→ **LISTED RECORDS**:
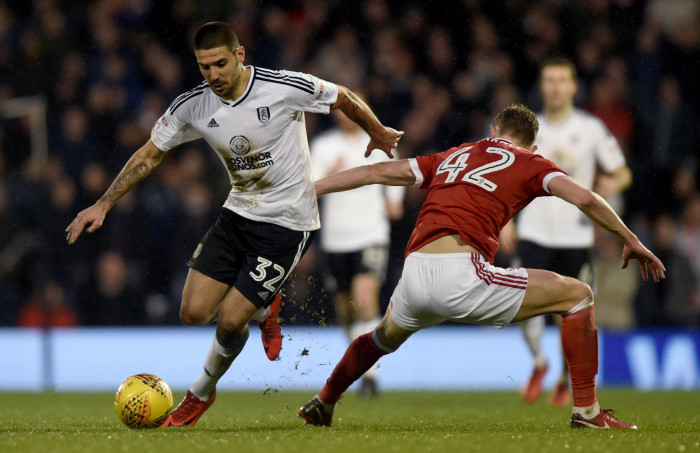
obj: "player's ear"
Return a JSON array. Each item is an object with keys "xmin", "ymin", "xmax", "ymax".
[
  {"xmin": 237, "ymin": 46, "xmax": 245, "ymax": 63},
  {"xmin": 489, "ymin": 124, "xmax": 497, "ymax": 138}
]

→ **ASSIGNED TASK**:
Return each entry above unchanged. Leave the pictures out.

→ **ANSWER TO THE EXERCISE**:
obj: "player's ear"
Return a JSON array. Each item is an object with keys "xmin", "ymin", "xmax", "ymax".
[
  {"xmin": 237, "ymin": 46, "xmax": 245, "ymax": 63},
  {"xmin": 489, "ymin": 124, "xmax": 497, "ymax": 138}
]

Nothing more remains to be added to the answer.